(Region labeling records)
[START]

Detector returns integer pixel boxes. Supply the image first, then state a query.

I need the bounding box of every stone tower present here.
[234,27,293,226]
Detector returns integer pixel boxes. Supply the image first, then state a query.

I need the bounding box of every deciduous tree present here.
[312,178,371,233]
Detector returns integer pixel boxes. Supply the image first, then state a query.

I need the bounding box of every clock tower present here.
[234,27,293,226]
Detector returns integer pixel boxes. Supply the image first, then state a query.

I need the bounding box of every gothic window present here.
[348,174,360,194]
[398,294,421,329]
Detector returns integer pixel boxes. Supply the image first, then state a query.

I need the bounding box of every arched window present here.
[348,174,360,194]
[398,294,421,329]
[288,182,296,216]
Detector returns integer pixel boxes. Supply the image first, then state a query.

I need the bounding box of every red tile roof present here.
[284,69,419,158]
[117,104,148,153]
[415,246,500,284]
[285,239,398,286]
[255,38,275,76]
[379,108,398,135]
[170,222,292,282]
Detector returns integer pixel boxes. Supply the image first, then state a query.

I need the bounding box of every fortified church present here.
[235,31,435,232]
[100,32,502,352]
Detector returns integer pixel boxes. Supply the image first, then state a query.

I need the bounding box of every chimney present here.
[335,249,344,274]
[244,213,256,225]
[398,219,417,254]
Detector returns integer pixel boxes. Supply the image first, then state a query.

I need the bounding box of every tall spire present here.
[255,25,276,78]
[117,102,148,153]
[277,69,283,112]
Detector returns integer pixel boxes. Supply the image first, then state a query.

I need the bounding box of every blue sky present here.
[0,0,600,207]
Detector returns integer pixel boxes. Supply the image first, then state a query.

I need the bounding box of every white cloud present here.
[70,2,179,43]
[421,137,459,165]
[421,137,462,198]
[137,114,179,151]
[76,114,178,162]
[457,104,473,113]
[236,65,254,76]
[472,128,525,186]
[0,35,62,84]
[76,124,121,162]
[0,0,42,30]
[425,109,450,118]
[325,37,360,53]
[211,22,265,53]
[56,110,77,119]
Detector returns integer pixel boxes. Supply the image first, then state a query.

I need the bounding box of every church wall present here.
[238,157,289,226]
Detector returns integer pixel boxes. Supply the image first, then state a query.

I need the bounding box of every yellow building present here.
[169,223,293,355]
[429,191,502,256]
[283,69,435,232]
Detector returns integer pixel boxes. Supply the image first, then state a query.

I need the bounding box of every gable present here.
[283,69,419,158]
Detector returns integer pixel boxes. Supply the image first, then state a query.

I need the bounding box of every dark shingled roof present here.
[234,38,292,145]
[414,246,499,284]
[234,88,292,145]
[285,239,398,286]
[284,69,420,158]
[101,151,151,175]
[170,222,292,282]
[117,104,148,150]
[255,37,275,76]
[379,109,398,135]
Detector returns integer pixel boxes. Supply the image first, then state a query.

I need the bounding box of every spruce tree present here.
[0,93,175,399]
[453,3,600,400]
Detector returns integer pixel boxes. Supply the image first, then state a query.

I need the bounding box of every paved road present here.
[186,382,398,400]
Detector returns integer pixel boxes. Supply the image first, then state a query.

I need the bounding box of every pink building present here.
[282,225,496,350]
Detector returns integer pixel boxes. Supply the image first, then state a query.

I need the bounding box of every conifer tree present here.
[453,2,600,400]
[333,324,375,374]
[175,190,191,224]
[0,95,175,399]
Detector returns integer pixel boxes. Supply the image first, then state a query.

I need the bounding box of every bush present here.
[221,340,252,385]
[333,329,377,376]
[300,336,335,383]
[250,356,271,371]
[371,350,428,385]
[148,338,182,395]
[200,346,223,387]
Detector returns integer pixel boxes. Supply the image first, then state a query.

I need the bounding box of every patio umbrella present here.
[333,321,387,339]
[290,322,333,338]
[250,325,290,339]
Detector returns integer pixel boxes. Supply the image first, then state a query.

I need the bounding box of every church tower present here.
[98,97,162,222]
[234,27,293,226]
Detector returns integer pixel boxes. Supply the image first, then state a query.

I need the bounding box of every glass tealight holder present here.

[END]

## SET TASK
Reproduce the listing above with every occurrence of "present here" switched to "visible in the image", keeping all other text unchanged.

## WRITTEN REPLY
Detector returns integer pixel boxes. Supply the image first, then state a query.

I need the bounding box of every stone tower visible in the image.
[234,27,293,226]
Detector returns integer pixel boxes. Supply the image first, then state a query.

I need the bounding box of every deciduous tree visible in the image.
[312,178,371,233]
Detector returns integer pixel boxes. Supply the image first, then state a query.

I need the bounding box of every clock tower visible in the image.
[234,27,293,226]
Detector returns integer pixel boxes. Supply the image first, then state a query.

I need the bounding box of every gothic window visible in the image.
[348,174,360,194]
[398,294,421,329]
Detector returns integer pixel boxes. Supply the image first, then state a query.

I need the bounding box of every arched window visible in the image.
[348,174,360,194]
[398,294,421,329]
[288,182,296,216]
Detector returns integer pixel boxes. Supply the image first, then state a query.

I need the bounding box of every red tile roof visible in the image.
[284,69,419,158]
[117,104,148,153]
[415,246,500,284]
[285,239,398,286]
[255,38,275,76]
[379,108,398,135]
[170,222,292,282]
Detector returns integer pixel boxes. Supply the image first, then state a query.

I need the bounding box of every fortified church visible in the image.
[235,31,435,232]
[100,32,502,352]
Detector returns integer pixel boxes. Supply the image first, then state a query.

I need the bounding box of every chimney visible in the image.
[335,249,344,274]
[244,213,256,225]
[398,219,417,254]
Detector returns integer pixel boxes. Supply the image first, then state a query.

I need the bounding box of every tall spire visible in the image.
[255,25,276,78]
[117,102,148,153]
[277,69,283,112]
Detector returns integer pixel boxes. Supply the image first, then state a query.

I need the bounding box of every blue sky visible in the image.
[0,0,600,207]
Detector returns integer pixel boxes. Supply the image first, then state a query.

I need the bounding box of every white cloud visible in the image.
[70,2,179,43]
[421,137,459,165]
[421,137,462,198]
[137,114,179,151]
[76,114,178,162]
[457,104,473,113]
[236,65,254,76]
[472,128,525,186]
[0,35,62,84]
[76,124,121,162]
[0,0,42,30]
[425,109,450,118]
[325,37,360,53]
[211,22,265,53]
[56,110,77,119]
Detector returns integer pixel boxes. Supply the image first, then state a query.

I need the bounding box of every church wall visible in the image.
[238,157,289,226]
Detector returns integer pixel boxes. Supply the image first, then state a query.

I need the bounding box of every yellow building visible in the image.
[169,223,293,355]
[429,191,502,256]
[283,69,435,232]
Detector returns integer pixel boxes. Supply the image first, then state a query.

I need the bounding box of every gable visible in the image.
[283,69,419,158]
Detector returns integer pixel boxes. Supply the image first, then state a query.

I need the bounding box of every dark shingled roof visible in the image.
[234,38,292,145]
[414,246,499,284]
[234,88,292,145]
[285,239,398,286]
[284,69,420,158]
[101,151,151,175]
[170,222,292,282]
[117,104,148,150]
[255,37,275,76]
[379,109,398,135]
Detector returns integer pixel boxes. Supply the image first, then state a query.

I need the bounding box of every spruce tree visible in the image.
[0,93,175,399]
[453,3,600,400]
Detector returns integer pixel boxes. Supply the image first, then state a query.

I need the bounding box of every paved road visible in the image.
[186,382,398,400]
Detector returns integer pixel boxes. Supply the image first, then state a query.

I need the bounding box of every pink building visible in the image.
[282,225,496,350]
Detector returns integer pixel boxes. Supply the image first, then state a query.

I need the bounding box of every conifer tree visible in the image.
[453,2,600,400]
[333,324,375,374]
[175,190,191,224]
[0,95,175,399]
Detector returns integer pixel boxes. Supply the image first, then state a query.

I need the bounding box of every bush visible in the image.
[221,340,252,385]
[333,329,377,376]
[300,336,335,383]
[250,356,271,371]
[371,350,428,385]
[148,338,182,395]
[200,346,223,387]
Detector returns integer pixel boxes. Supply the image first, then state a query.

I need the bounding box of every patio umbrella visible in the image.
[333,321,387,339]
[290,322,333,338]
[250,325,290,339]
Detector returns integer pixel boxes. Supply the image first, then state a query.

I need the bounding box of every church tower visible in the image.
[98,97,162,222]
[234,27,293,226]
Detector returns integer pixel boxes. Supply the image first, then state a query.

I need the bounding box of every glass tealight holder visible in the image.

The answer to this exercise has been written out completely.